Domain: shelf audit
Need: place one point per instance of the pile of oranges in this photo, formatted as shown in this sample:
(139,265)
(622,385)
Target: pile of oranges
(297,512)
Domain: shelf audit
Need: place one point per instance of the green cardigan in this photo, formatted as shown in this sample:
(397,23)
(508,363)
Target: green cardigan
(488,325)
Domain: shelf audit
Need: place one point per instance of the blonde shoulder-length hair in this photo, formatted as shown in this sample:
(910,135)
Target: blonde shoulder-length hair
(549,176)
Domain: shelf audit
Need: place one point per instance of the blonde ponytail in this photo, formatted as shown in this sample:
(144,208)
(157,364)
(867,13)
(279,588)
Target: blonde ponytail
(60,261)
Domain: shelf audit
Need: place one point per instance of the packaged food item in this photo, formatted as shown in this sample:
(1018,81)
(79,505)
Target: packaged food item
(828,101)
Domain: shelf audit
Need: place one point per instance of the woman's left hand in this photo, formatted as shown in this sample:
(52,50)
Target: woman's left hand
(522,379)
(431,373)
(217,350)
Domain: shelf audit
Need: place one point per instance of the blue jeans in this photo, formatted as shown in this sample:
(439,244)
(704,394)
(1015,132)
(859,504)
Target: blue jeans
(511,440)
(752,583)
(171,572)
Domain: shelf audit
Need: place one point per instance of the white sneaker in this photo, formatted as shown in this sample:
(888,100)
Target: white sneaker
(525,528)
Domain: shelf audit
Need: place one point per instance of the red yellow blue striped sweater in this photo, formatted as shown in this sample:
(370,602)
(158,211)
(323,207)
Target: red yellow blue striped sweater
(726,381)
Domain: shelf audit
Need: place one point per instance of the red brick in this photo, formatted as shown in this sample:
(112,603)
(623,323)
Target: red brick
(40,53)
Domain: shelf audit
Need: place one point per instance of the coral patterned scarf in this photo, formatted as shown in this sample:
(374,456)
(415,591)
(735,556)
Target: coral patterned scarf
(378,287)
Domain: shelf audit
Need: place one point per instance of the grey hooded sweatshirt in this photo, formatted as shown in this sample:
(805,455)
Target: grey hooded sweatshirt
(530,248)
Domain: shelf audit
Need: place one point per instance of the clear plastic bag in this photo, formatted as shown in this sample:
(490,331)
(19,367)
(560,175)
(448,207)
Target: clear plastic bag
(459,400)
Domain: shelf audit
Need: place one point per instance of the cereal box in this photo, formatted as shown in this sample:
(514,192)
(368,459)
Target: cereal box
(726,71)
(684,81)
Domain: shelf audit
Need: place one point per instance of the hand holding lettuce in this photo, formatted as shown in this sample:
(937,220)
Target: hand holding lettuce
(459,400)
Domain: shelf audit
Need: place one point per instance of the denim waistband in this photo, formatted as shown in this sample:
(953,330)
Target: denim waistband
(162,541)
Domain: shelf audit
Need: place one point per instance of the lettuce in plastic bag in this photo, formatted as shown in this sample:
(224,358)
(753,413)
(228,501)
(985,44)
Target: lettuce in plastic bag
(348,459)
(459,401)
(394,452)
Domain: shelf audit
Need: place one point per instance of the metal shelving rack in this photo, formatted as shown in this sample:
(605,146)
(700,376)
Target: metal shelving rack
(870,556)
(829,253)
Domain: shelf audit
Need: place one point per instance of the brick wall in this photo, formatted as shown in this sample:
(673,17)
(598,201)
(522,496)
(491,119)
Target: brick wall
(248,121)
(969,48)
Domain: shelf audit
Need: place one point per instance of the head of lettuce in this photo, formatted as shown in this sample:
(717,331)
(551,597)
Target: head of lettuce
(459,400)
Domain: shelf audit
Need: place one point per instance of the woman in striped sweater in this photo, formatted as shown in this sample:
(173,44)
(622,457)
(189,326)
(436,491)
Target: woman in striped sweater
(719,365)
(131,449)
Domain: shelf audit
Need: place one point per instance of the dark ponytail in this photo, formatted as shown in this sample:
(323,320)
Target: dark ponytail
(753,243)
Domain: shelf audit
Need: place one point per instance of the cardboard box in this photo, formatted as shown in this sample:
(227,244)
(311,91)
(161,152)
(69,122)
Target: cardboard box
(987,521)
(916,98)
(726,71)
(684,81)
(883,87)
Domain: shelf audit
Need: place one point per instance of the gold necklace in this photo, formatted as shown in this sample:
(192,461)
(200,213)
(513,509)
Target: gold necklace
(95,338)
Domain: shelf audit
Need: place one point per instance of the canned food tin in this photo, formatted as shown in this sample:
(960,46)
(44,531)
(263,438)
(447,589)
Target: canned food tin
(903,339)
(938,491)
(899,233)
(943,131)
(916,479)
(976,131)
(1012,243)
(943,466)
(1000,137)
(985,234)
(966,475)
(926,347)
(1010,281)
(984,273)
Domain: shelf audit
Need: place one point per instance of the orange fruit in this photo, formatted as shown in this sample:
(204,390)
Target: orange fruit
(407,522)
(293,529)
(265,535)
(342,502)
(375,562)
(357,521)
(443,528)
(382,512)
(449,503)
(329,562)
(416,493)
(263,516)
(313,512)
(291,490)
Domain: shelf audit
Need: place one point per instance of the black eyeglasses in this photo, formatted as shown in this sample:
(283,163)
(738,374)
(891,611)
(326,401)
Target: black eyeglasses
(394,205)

━━━━━━━━━━

--- Challenge ---
Your task is to retype all of the records exactly.

--- Task response ---
Domain: shelf audit
Need: place one point per instance of the pile of oranges in this photo, formatted as shown in this sample:
(139,265)
(622,385)
Target: pile of oranges
(297,512)
Domain: shelf audit
Need: place one point per instance of the green cardigan in this photo, formatted as shown in this sample:
(397,23)
(508,363)
Target: green cardigan
(488,325)
Domain: shelf audit
Need: place one point per instance of the blonde shoulder-length hair in this photo, formatted as shown in this sample:
(910,135)
Target: blonde shoulder-length hair
(549,176)
Domain: shelf audit
Need: place one point per instance of the blonde ponytail in this photo, formatted as shown in this sample:
(144,208)
(157,364)
(867,13)
(279,588)
Target: blonde ponytail
(60,261)
Domain: shelf audit
Need: place one point per instance of the packaged food item in this photo, formatted as shown in this sample:
(1018,81)
(79,505)
Target: packaged food item
(828,101)
Domain: shelf audit
Need: place one point per instance of the woman's left hand in this photo, formatted as shown in this sample:
(52,50)
Target: woman's left hand
(522,379)
(431,373)
(217,350)
Domain: shelf audit
Need: place one point per instance of the blue jeans in this photo, formatted as shown in this sample:
(439,244)
(704,394)
(1015,132)
(859,504)
Target: blue jeans
(511,440)
(752,583)
(171,572)
Domain: shelf audit
Need: place one point per instance of the white sneaker in this photo, formatted as shown in this sample:
(888,100)
Target: white sneaker
(525,528)
Domain: shelf audit
Need: place one point per instance of the red yellow blue striped sweater in this photo, formatted as shown in this sample:
(370,602)
(158,211)
(323,207)
Target: red yellow blue striped sweater
(726,381)
Domain: shelf audit
Need: place one point per instance of the red brick in this photo, formatted as shown in this sample:
(112,603)
(623,323)
Target: red brick
(40,53)
Domain: shelf audit
Need: place one point per instance of the coral patterned scarf in this photo, formatted as shown in this sample:
(374,456)
(415,591)
(735,556)
Target: coral patterned scarf
(378,287)
Domain: shelf audit
Need: place one point per instance of the grey hooded sweatshirt in this photo, formatted as shown in this sample:
(805,455)
Target: grey hooded sweatshirt
(530,248)
Domain: shelf audit
Need: place one point per instance of the clear plastic bag in this photo, formatted as shown in this sample:
(490,331)
(19,367)
(560,175)
(448,207)
Target: clear plastic bag
(459,400)
Domain: shelf audit
Need: place one point per instance of the cereal box in this photo, formatted as shown in this sample:
(514,192)
(368,459)
Target: cereal box
(726,71)
(684,81)
Domain: shelf audit
Need: place one point per instance of the hand holding lettuce in this photo, formatted as shown in this sample:
(937,220)
Target: hand holding lettuce
(459,400)
Domain: shelf audit
Need: place one point per instance of the denim waistband in this photo, formatted as shown in this sample:
(953,330)
Target: denim waistband
(162,541)
Domain: shelf audit
Need: place one point per instance of the lettuce in plastic bag in this photo, formatted as shown in this sample:
(224,358)
(753,413)
(228,501)
(985,44)
Target: lettuce in plastic bag
(348,459)
(459,401)
(394,452)
Domain: shelf audit
Need: place one point per instance of the metal shelving rack in this photo, formatted as shown in this sample:
(605,146)
(700,376)
Target: metal shelving rack
(870,556)
(829,253)
Domain: shelf audit
Need: place one point per instance of the brick wall in this photo, formatted as shown in this sample:
(673,17)
(598,201)
(522,496)
(491,119)
Target: brick wall
(248,121)
(969,48)
Domain: shelf audit
Need: place one point per instance of the head of lettuce in this photo, formatted as shown in this sample:
(717,331)
(551,597)
Target: head of lettuce
(459,400)
Domain: shelf audit
Need: place one point per instance of the woman in striped sweater in this photo, formatted as shown in this sample:
(173,44)
(622,457)
(189,326)
(436,491)
Target: woman in striped sweater
(719,365)
(131,449)
Domain: shelf audit
Need: place one point per instance of the dark ponytail in this photo, formatted as shown in this sample:
(323,320)
Target: dark ponytail
(753,243)
Domain: shelf audit
Need: place one point per instance of the cardboard box in this photo, formatted as shown in this sample:
(227,244)
(311,91)
(161,152)
(69,122)
Target: cardboard box
(987,521)
(916,98)
(726,71)
(684,81)
(883,87)
Domain: shelf audit
Need: place one point per instance of the gold necklace in this photo, formatted as shown in this sample:
(192,461)
(200,213)
(513,509)
Target: gold necklace
(95,338)
Domain: shelf audit
Need: place one point per instance of the canned food tin in this photo, formatted as shown in this sample:
(960,46)
(44,531)
(263,438)
(447,589)
Target: canned food tin
(903,339)
(938,491)
(899,233)
(943,131)
(916,479)
(976,131)
(1012,243)
(943,466)
(1000,137)
(985,234)
(966,475)
(926,347)
(1010,281)
(984,273)
Domain: shelf audit
Need: place one point per instance of the orange fruit in this photo, formatted as shown in this sample:
(204,390)
Target: orange fruit
(407,522)
(293,529)
(265,535)
(342,502)
(375,562)
(357,521)
(443,528)
(382,512)
(449,503)
(329,562)
(416,493)
(263,516)
(313,512)
(291,490)
Domain: shelf audit
Need: place one point per instance of the black eyeglasses in this photo, formatted as shown in this sample:
(283,163)
(738,374)
(891,611)
(326,401)
Target: black eyeglasses
(394,205)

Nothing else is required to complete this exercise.